#### Extracted data entries:
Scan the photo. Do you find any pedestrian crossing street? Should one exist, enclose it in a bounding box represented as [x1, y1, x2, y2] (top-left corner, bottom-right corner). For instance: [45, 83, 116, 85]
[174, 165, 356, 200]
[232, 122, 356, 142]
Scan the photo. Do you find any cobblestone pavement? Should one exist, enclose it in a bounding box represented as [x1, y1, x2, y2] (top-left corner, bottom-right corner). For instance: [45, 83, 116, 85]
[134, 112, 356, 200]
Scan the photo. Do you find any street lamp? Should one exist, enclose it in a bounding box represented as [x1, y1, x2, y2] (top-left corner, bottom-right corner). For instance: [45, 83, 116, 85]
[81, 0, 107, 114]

#### WHAT THE EXERCISE ASKS:
Repeat the lines above exactly.

#### FINISHED TASK:
Scan the photo. Do you find any pedestrian crossing street? Should one exist, enclose it in a bounding box represented as [x1, y1, x2, y2] (top-left corner, bottom-right corner). For instance: [45, 83, 116, 85]
[174, 165, 356, 200]
[232, 122, 356, 142]
Scan the photo. Do you find any cobblestone pavement? Should one exist, enclose it in a bounding box represented as [x1, y1, x2, y2] (top-left corner, bottom-right corner). For instance: [45, 83, 116, 85]
[134, 112, 356, 200]
Scan the photo. Do you find any street lamp? Should one exist, enclose it in a bounding box represented as [x1, y1, x2, y2] (top-left corner, bottom-right corner). For instance: [45, 83, 116, 85]
[81, 0, 107, 114]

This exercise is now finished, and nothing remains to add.